[Source records]
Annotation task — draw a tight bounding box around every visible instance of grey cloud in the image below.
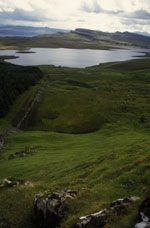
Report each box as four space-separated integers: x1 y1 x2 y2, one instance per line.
121 18 150 25
81 0 103 13
81 0 123 15
81 0 150 20
0 9 55 22
127 10 150 20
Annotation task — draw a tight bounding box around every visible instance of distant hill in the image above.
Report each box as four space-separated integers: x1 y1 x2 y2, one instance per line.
134 32 150 37
0 27 150 50
0 25 69 37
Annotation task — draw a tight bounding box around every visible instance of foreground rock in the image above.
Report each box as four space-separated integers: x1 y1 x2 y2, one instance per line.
0 177 33 189
34 190 77 228
74 197 139 228
135 197 150 228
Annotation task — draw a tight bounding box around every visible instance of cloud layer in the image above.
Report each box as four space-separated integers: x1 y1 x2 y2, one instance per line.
0 0 150 32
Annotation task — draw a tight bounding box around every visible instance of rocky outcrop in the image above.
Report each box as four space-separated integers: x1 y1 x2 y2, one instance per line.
74 197 139 228
34 190 77 228
135 197 150 228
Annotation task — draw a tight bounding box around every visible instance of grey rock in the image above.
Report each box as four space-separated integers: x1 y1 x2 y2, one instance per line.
34 190 77 228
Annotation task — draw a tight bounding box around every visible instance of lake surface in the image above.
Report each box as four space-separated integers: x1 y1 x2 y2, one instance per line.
0 48 150 68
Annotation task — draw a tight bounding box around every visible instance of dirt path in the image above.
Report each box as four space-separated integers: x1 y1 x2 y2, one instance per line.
0 83 49 151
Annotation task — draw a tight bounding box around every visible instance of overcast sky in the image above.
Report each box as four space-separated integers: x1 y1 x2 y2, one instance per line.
0 0 150 32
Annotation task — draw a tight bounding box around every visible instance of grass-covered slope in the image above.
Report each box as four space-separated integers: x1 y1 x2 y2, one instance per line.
0 60 150 228
0 62 42 118
11 60 150 133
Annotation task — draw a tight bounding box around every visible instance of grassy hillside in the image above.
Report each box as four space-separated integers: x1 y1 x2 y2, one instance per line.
0 62 42 118
0 60 150 228
0 29 150 50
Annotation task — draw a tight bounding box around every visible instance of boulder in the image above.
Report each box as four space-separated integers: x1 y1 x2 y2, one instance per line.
74 197 139 228
74 209 109 228
135 197 150 228
34 190 77 228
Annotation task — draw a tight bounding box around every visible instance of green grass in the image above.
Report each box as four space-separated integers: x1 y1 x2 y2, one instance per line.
0 60 150 228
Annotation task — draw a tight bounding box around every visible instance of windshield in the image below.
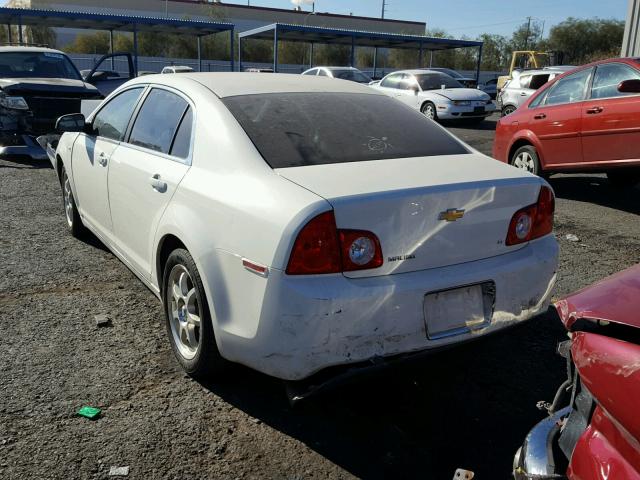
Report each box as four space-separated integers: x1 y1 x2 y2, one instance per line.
331 69 371 83
0 52 81 80
222 93 469 168
416 73 464 90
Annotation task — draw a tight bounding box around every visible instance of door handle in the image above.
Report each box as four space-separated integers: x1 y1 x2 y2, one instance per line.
149 173 167 193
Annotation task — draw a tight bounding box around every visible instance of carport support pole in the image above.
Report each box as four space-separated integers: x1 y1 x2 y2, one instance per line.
476 44 482 84
229 28 232 72
351 37 356 67
273 25 278 73
109 30 116 70
133 24 138 77
196 35 202 72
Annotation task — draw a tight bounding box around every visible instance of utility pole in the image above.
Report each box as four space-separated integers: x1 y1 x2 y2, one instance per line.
524 17 531 50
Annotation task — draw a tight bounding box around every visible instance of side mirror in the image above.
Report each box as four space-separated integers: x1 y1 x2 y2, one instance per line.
56 113 87 133
618 79 640 93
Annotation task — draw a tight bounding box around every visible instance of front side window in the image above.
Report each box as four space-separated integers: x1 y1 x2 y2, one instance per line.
0 52 82 80
416 73 464 90
591 63 640 98
129 88 189 154
92 87 144 140
545 68 592 105
222 93 469 168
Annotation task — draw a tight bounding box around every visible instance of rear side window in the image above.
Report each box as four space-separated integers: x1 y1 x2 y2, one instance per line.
591 63 640 98
129 88 189 154
222 93 469 168
92 87 144 140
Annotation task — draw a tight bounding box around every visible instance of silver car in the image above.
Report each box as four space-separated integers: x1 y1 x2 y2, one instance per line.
496 67 575 117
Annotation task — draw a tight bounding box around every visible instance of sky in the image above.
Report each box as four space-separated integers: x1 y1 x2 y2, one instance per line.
225 0 629 37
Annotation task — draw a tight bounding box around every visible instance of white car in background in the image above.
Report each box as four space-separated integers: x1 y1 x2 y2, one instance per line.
371 70 496 121
302 67 371 84
52 73 558 380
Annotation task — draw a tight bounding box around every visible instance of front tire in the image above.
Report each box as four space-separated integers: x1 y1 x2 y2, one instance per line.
162 248 226 378
420 102 438 122
60 168 87 238
607 168 640 188
509 145 543 177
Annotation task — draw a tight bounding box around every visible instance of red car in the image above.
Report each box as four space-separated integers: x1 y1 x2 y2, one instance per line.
513 265 640 480
493 58 640 185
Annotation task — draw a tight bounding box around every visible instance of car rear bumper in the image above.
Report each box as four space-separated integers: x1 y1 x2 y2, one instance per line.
0 134 49 160
211 235 558 380
437 102 497 120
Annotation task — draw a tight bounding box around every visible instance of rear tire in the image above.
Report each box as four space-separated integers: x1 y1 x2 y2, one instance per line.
509 145 543 177
607 168 640 188
420 102 438 122
60 168 87 238
162 248 227 379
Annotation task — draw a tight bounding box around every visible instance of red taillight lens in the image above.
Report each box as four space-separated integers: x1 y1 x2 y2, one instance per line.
505 186 555 245
287 211 342 275
286 211 383 275
340 230 382 272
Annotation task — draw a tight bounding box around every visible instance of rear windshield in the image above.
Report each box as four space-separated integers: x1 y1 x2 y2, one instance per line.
222 93 469 168
0 52 80 80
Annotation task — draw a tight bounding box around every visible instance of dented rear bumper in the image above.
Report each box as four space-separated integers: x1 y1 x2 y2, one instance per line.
212 235 558 380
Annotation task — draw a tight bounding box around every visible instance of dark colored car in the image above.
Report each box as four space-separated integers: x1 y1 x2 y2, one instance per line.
0 46 101 159
513 265 640 480
493 58 640 185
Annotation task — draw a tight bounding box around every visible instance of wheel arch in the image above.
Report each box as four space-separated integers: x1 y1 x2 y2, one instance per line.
507 132 545 168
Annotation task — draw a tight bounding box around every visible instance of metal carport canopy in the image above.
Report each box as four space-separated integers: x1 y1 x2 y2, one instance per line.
238 23 482 77
0 7 234 71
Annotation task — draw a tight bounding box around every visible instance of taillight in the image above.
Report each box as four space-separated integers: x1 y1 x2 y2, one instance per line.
286 211 383 275
505 186 555 245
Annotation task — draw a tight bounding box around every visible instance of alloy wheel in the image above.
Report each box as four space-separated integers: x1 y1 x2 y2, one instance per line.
513 152 536 173
167 265 202 360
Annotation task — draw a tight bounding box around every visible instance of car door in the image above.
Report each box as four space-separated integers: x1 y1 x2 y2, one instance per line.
528 68 593 167
109 87 194 278
71 86 144 237
582 63 640 163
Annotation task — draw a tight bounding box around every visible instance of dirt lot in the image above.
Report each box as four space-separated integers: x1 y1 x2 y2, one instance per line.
0 114 640 480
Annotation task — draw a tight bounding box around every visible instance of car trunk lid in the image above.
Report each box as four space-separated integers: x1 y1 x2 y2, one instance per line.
276 154 541 277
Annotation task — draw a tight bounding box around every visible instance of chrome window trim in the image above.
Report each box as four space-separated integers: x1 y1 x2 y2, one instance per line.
122 83 197 166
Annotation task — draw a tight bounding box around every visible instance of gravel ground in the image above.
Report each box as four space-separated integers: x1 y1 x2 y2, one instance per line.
0 114 640 480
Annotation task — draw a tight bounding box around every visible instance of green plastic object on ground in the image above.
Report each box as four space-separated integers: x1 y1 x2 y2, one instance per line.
78 406 102 420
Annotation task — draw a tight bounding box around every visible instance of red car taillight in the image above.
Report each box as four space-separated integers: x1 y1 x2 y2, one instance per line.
286 211 383 275
505 186 555 245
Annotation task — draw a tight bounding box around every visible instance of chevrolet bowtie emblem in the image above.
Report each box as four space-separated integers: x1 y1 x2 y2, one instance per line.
438 208 464 222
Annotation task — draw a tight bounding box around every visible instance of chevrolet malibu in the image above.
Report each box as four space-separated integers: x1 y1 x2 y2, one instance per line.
52 73 558 380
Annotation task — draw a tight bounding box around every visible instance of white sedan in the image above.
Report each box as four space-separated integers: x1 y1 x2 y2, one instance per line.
52 73 558 380
371 70 496 121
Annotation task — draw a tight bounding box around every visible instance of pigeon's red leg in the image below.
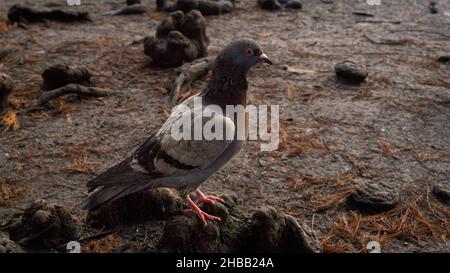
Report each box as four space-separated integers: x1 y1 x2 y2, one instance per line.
195 189 225 205
185 196 222 228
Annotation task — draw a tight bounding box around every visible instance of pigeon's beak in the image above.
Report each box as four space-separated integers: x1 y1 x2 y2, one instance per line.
259 53 273 64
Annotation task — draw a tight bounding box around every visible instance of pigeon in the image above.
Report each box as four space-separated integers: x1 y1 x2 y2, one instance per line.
82 39 272 227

- **To do**: Rewrite the rows from the line with "utility pole in the image above." up to and including the line with "524 17 531 50" as a Markdown table with the columns Position and Text, giving each line its row number and leaving out blank lines.

- **Solution to this exercise**:
| Position | Text |
|---|---|
| 1 | Annotation task — draw a tight bounding box around every visible instance of utility pole in the image above. |
| 2 | Report each box as four space-separated integers: x1 y1 x2 y2, one instance per line. |
| 3 | 524 17 531 50 |